_What is being asked_
Retype exactly the lines from the one containing "Reviewer note: confirm that every instance of the planter" through the last line of the records below, including both, and leave out any pictures.

----- Given information -----

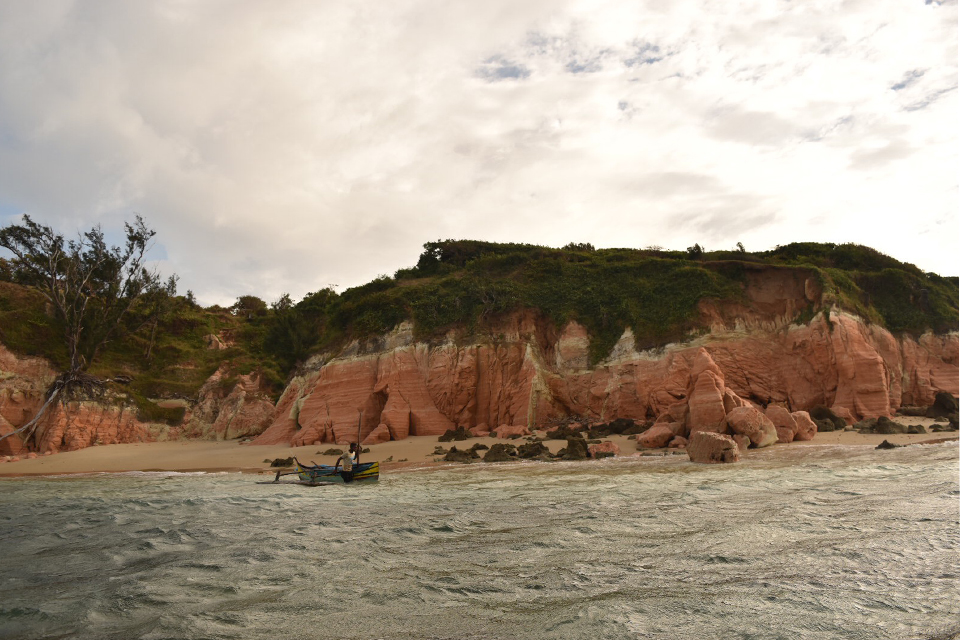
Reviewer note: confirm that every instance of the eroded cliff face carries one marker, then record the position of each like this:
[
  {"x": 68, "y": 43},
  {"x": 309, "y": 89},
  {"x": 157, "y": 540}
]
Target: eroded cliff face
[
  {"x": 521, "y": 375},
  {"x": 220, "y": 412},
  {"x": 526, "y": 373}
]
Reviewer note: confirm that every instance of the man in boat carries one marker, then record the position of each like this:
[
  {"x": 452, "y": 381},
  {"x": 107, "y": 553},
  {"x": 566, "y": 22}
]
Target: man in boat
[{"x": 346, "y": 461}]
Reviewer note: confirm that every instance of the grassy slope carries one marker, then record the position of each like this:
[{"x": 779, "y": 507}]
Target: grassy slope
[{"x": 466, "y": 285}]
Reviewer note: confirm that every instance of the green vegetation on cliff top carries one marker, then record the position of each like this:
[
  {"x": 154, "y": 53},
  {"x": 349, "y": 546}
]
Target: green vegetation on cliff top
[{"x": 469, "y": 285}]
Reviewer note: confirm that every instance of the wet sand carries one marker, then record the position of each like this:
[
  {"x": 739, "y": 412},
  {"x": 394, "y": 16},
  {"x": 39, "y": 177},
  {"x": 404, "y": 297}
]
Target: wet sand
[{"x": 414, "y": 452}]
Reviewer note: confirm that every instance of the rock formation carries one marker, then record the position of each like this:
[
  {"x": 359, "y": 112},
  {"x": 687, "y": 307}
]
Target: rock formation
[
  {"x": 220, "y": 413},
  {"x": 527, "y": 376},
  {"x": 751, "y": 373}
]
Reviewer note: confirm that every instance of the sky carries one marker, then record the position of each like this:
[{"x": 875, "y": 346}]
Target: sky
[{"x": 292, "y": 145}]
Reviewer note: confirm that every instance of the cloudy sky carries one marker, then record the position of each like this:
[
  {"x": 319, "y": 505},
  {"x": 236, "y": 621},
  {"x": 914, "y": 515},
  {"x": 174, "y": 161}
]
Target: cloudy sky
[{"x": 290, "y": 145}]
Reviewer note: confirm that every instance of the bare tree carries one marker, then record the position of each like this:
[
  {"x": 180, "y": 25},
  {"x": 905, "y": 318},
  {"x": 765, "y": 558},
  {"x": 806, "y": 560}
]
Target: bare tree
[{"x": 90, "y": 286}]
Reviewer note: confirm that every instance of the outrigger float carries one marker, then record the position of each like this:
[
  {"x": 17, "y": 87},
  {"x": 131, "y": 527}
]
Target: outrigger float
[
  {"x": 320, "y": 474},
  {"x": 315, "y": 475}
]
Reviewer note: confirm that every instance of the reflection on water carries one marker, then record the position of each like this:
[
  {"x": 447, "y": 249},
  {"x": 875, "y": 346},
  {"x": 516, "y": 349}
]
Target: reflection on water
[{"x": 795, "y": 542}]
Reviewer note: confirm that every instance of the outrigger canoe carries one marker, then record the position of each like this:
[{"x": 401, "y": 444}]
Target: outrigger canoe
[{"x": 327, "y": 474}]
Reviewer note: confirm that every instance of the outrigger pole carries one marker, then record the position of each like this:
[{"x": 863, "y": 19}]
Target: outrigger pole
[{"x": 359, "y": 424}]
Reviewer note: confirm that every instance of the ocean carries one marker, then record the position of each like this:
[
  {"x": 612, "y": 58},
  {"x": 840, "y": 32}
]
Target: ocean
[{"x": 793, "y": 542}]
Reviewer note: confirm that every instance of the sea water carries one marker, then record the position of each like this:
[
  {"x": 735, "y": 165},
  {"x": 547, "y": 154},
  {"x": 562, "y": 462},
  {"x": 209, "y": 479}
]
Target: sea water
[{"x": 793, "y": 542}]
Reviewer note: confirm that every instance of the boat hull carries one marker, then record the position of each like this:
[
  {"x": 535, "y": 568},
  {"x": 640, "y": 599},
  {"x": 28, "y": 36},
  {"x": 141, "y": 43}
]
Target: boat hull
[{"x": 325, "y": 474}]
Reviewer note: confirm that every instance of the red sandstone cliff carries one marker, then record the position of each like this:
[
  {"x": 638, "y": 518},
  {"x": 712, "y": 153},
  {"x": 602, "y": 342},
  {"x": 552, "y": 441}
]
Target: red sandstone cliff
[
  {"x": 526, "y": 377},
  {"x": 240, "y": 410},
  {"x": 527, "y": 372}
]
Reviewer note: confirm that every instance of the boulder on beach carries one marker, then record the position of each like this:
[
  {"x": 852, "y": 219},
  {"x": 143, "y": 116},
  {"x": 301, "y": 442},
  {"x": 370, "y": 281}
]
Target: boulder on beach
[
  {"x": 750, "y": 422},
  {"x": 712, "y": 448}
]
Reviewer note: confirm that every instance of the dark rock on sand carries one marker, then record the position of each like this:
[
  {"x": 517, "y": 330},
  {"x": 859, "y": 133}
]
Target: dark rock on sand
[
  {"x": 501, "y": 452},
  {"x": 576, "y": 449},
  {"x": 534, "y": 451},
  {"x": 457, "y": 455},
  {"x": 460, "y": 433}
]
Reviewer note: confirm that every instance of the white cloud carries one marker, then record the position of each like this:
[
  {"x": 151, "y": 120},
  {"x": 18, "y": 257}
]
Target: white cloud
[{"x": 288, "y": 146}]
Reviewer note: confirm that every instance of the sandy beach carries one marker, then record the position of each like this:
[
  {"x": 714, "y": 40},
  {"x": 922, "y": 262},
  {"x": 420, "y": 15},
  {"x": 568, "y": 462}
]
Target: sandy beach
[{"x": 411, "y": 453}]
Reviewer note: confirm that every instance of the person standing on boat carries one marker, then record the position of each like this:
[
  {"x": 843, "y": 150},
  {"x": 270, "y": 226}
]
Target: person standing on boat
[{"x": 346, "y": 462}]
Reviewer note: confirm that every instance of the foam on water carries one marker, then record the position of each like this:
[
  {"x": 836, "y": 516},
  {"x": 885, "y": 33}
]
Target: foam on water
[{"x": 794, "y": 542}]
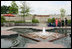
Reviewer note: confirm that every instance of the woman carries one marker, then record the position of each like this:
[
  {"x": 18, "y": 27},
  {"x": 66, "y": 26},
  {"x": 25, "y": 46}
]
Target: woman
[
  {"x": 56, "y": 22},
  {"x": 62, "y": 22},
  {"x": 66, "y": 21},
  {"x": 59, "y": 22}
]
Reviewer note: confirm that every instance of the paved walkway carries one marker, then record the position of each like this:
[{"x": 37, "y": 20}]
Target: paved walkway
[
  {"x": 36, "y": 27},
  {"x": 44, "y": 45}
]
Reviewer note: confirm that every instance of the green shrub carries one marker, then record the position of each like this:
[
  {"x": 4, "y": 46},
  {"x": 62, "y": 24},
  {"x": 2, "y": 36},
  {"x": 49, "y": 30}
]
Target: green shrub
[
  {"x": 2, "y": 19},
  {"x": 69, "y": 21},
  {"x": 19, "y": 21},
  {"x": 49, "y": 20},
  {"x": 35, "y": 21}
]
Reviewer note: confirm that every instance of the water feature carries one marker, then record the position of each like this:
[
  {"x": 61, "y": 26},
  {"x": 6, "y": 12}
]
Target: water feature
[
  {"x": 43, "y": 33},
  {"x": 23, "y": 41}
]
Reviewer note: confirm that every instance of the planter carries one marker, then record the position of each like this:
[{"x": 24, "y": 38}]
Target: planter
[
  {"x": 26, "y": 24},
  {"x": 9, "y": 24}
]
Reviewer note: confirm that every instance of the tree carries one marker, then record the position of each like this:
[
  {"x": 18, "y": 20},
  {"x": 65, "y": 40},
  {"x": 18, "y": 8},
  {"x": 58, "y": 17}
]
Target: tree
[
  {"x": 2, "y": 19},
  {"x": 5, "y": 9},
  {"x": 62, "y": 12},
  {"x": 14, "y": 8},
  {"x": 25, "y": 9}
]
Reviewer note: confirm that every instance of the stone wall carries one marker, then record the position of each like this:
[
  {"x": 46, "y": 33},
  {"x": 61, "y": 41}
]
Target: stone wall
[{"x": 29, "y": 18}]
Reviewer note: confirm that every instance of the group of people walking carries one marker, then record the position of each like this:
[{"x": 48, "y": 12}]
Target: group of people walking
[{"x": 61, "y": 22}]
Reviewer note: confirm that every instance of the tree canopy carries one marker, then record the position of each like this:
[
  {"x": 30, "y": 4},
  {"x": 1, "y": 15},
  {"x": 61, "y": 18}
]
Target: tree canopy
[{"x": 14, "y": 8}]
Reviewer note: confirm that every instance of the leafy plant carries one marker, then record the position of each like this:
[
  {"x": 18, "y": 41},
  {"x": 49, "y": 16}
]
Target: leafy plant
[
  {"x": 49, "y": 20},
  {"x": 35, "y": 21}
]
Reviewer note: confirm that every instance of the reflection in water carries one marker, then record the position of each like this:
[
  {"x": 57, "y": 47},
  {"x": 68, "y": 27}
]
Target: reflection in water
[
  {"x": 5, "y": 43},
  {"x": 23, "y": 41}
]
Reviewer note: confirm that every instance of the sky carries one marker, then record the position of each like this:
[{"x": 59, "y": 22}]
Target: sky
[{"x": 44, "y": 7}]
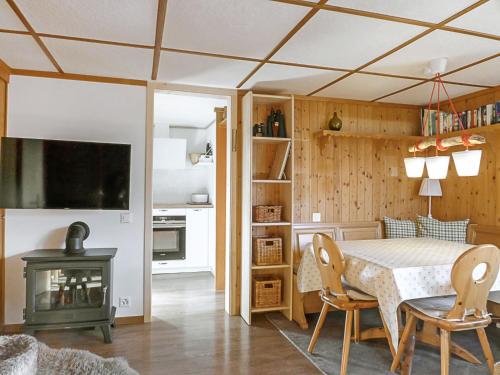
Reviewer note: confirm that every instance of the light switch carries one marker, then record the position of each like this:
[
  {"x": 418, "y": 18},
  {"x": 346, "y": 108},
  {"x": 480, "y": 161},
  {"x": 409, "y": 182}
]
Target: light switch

-----

_Solved problem_
Reviewer note: confirm that every instance of the planter carries one marker, then record the position of each like this:
[{"x": 24, "y": 38}]
Target: planter
[
  {"x": 26, "y": 24},
  {"x": 9, "y": 24}
]
Reviewer note: confirm that every instance of the tree carries one marker, then record the position of each like this:
[
  {"x": 18, "y": 20},
  {"x": 65, "y": 40},
  {"x": 18, "y": 8},
  {"x": 58, "y": 17}
]
Target: tree
[
  {"x": 2, "y": 19},
  {"x": 5, "y": 9},
  {"x": 62, "y": 12},
  {"x": 14, "y": 8},
  {"x": 25, "y": 9}
]
Reviewer note: confirm that every instance of the stone wall carries one marker, then record the position of each like this:
[
  {"x": 46, "y": 33},
  {"x": 61, "y": 41}
]
Target: stone wall
[{"x": 29, "y": 18}]
Reviewer note: confirm that every instance of the group of people walking carries one marker, then record the position of each like this:
[{"x": 48, "y": 12}]
Target: group of people walking
[{"x": 61, "y": 22}]
Reviewer note: confirm that every instance of the tree canopy carries one marker, then record the position of each like this:
[
  {"x": 30, "y": 4},
  {"x": 1, "y": 15},
  {"x": 61, "y": 18}
]
Target: tree canopy
[{"x": 14, "y": 8}]
Reviewer note: confirm that every instance of the leafy plant carries one marker, then record the position of each like this:
[
  {"x": 18, "y": 41},
  {"x": 49, "y": 16}
]
Target: leafy plant
[
  {"x": 49, "y": 20},
  {"x": 35, "y": 21}
]
Reviewer note: confirm that every instance of the reflection in water carries one marker, then record the position of each like this:
[
  {"x": 57, "y": 47},
  {"x": 68, "y": 27}
]
Target: reflection in water
[
  {"x": 5, "y": 43},
  {"x": 23, "y": 41}
]
Reviewer note: confirm that every instance of the sky carries one marker, then record the position of each like this:
[{"x": 59, "y": 22}]
Target: sky
[{"x": 44, "y": 7}]
Reviewer note: confirm that every instance of the light switch carries one marker, then record the position of each like this:
[
  {"x": 418, "y": 18},
  {"x": 346, "y": 108},
  {"x": 480, "y": 161},
  {"x": 409, "y": 182}
]
Target: light switch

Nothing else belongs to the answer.